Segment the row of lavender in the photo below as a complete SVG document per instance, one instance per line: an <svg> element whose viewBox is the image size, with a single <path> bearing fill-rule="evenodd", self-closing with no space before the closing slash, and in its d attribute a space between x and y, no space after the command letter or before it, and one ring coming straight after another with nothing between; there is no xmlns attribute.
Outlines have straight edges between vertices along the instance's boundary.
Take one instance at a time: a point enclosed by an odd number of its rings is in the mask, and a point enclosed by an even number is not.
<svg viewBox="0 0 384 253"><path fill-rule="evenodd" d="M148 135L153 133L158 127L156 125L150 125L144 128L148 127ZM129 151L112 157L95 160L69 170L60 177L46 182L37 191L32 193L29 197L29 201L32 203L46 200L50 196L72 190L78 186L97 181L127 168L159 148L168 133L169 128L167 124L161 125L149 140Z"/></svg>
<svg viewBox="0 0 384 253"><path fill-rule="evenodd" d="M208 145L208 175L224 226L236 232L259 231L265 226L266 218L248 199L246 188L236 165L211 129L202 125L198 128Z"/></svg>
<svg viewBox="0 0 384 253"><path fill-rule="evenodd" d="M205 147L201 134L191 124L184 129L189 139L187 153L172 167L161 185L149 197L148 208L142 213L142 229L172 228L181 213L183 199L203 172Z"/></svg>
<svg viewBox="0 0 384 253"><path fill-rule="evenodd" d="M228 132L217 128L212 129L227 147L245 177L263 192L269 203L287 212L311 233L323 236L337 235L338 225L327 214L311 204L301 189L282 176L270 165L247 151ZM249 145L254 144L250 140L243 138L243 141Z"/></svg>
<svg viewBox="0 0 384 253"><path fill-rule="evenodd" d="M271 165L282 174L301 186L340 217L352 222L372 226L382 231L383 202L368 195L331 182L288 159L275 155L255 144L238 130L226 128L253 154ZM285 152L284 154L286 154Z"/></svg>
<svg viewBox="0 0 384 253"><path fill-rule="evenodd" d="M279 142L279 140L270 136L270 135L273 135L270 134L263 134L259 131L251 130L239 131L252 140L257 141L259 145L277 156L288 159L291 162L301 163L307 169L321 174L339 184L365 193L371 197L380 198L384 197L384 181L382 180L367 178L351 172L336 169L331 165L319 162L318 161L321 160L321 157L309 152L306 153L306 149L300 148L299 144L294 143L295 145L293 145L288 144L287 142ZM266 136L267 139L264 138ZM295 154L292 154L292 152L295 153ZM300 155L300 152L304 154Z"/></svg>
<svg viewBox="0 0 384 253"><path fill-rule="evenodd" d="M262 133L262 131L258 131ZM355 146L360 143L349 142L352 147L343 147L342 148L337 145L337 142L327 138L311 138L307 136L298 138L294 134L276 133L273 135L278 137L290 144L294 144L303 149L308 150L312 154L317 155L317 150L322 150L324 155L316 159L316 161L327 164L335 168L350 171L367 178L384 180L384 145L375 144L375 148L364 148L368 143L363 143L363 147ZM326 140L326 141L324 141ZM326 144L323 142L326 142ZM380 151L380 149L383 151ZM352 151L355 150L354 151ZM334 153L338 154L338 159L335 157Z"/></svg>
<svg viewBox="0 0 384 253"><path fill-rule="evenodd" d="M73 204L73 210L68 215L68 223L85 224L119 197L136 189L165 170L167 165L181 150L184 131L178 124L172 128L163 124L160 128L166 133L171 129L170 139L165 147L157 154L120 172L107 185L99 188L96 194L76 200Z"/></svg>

TASK PROMPT:
Put every line of the items above into a Markdown table with the columns "Row" and "Text". Number the rows and leave out blank lines.

WORKED ANSWER:
| Row | Text |
|---|---|
| 1 | Segment the row of lavender in the photo below as a complete SVG document per instance, one instance per line: an <svg> element whose viewBox is the image size, with a single <path> bearing fill-rule="evenodd", self-closing with no space before the closing slash, and in its d attribute a space between x and y, no space after the command letter or before it, and one ring coming straight after another with nothing between; there is no xmlns attribute. |
| 2 | Outlines have straight edges between vertices along the instance's boundary. |
| 3 | Take one instance at a time: a point enclosed by an odd number of its rings is in the mask, and a point enclosed by an even number is not. |
| 4 | <svg viewBox="0 0 384 253"><path fill-rule="evenodd" d="M148 135L153 133L158 127L156 125L150 125L144 128L148 127ZM129 151L112 157L95 160L69 170L60 177L46 182L37 191L32 193L29 197L29 201L32 203L46 200L50 196L72 190L78 186L97 181L127 168L159 148L168 133L169 128L167 124L161 125L149 140Z"/></svg> |
| 5 | <svg viewBox="0 0 384 253"><path fill-rule="evenodd" d="M208 145L208 175L224 226L236 232L259 231L265 226L266 218L248 199L246 188L236 165L211 129L202 125L198 128Z"/></svg> |
| 6 | <svg viewBox="0 0 384 253"><path fill-rule="evenodd" d="M205 147L201 134L191 124L184 129L189 139L187 153L172 167L161 185L149 197L148 208L142 213L142 229L172 228L181 213L183 199L203 172Z"/></svg> |
| 7 | <svg viewBox="0 0 384 253"><path fill-rule="evenodd" d="M228 132L217 128L212 129L227 147L245 177L263 192L269 203L287 212L311 233L323 236L337 235L338 225L327 214L311 204L301 189L282 176L270 165L247 151ZM249 145L254 144L250 140L243 138L243 141Z"/></svg> |
| 8 | <svg viewBox="0 0 384 253"><path fill-rule="evenodd" d="M271 165L282 174L301 186L340 217L352 222L372 226L382 231L383 202L368 195L331 182L288 159L275 155L255 144L238 130L226 128L253 154ZM285 152L284 154L286 154Z"/></svg> |
| 9 | <svg viewBox="0 0 384 253"><path fill-rule="evenodd" d="M279 142L279 140L270 136L270 135L273 135L270 134L263 134L259 131L251 130L239 131L252 140L257 141L259 145L277 156L288 159L291 162L301 163L307 169L321 174L339 184L365 193L371 197L380 198L384 197L384 181L382 180L367 178L351 172L336 169L331 165L319 162L318 161L321 160L321 157L309 152L306 153L306 149L300 148L299 144L294 143L295 145L293 145L288 144L287 142ZM266 136L267 139L264 138ZM295 154L292 154L292 152L295 153ZM300 155L300 152L304 154Z"/></svg> |
| 10 | <svg viewBox="0 0 384 253"><path fill-rule="evenodd" d="M262 133L262 131L258 131ZM355 146L360 143L349 142L352 147L343 147L342 148L337 145L337 142L327 138L311 138L307 136L298 138L294 134L276 133L273 135L278 137L290 144L294 144L303 149L308 150L312 154L317 155L317 150L322 150L324 155L316 159L316 161L327 164L335 168L350 171L367 178L384 180L384 145L375 144L375 148L364 148L368 143L363 143L363 147ZM326 140L326 141L324 141ZM326 144L323 142L326 142ZM380 151L380 149L383 151ZM352 151L355 150L354 151ZM334 153L338 154L338 159L335 157Z"/></svg> |
| 11 | <svg viewBox="0 0 384 253"><path fill-rule="evenodd" d="M73 204L73 210L68 215L68 223L85 224L119 197L136 189L165 170L167 165L181 150L184 131L178 124L172 128L163 124L160 128L166 133L171 129L170 139L165 147L157 154L120 172L107 185L99 188L96 194L76 200Z"/></svg> |